__Extracto del texto__.

# Display doble Anodo Comun y Catodo Comun



## Ba-k0 (Ene 23, 2009)

Hola foro buenas noches =D

miren la cuestion es esta necesito si tendran por ahi entre sus curiosidades el datasheet o el diagrama de un Display DOBLE Anodo Comun 
Display DOBLE Catodo Comun

necesito si tendran la letra de cada pin o el diagrama de como hacer la conecxion 
pero de preferencia me gustaria que porfavor pudieran ayudarme en decirme la letra de cada  pin saludos y 
muchas gracias de antemano
adjunto una imagen del display ya mencionado 

=D


----------



## mabauti (Ene 23, 2009)

la mayoria son estandar







anodo





catodo







De preferencia testealos primero con una fuente de 5Vy una resistencia de 1k


----------



## pepechip (Ene 23, 2009)

coge tu fuente de alimentacion y a traves de una resistencia de 1K verifica tu mismo como estan dispuestos los pines.


----------



## cesartm (Ene 23, 2009)

Exactamente, es lo mas conveniente. Usualmente utilizo este.


----------



## Ba-k0 (Ene 25, 2009)

Muchas Gracias ! 
mabauti gracias por la información !


----------

__Objetivo 1__. Según el hilo sobre el display doble, ¿con qué fuente y qué resistencia aconseja mabauti probar los displays primero?
__Objetivo 2__. Enumera todos los nombres de usuario que publican mensajes en el hilo sobre el display doble.
__Objetivo 3__. Reproduce literalmente un fragmento del hilo sobre el display doble: comienza en las palabras que contienen "necesito si tendran la" y detente después de "mabauti (Ene 23, 2009)".
Las líneas no tienen relación con el hilo sobre el display doble.

__Información mostrada__.
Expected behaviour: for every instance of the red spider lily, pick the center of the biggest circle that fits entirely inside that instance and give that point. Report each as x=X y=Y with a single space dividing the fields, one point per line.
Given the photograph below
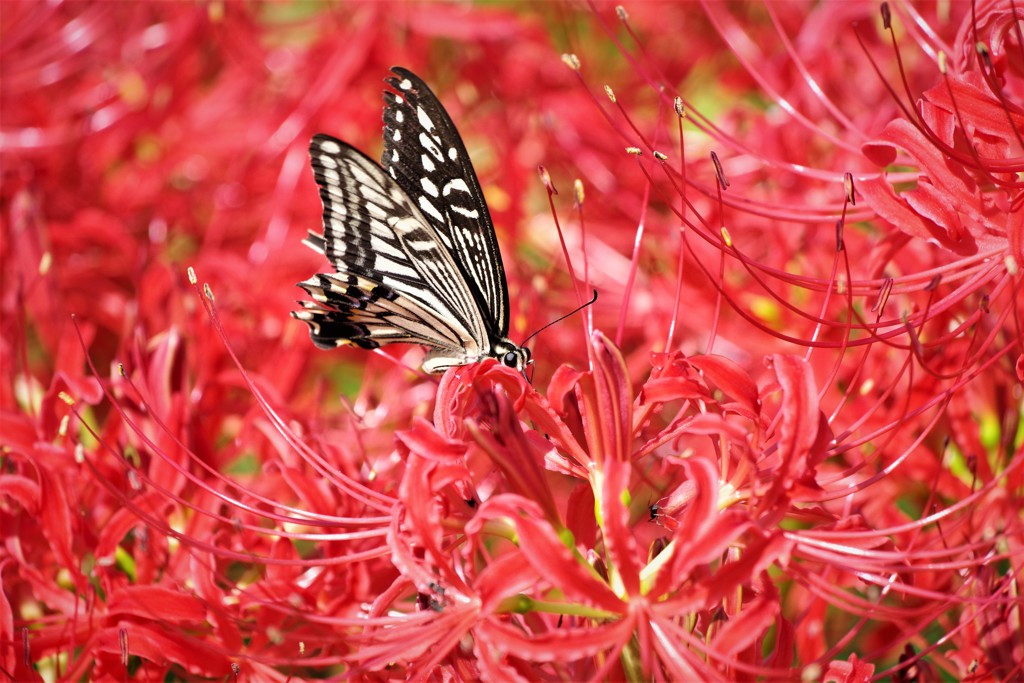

__Respuesta completa 1__. Con una fuente de 5 V y una resistencia de 1k.

__Respuesta completa 2__. Ba-k0, mabauti, pepechip, cesartm

__Respuesta completa 3__.
necesito si tendran la letra de cada pin o el diagrama de como hacer la conecxion 
pero de preferencia me gustaria que porfavor pudieran ayudarme en decirme la letra de cada  pin saludos y 
muchas gracias de antemano
adjunto una imagen del display ya mencionado 

=D


----------



## mabauti (Ene 23, 2009)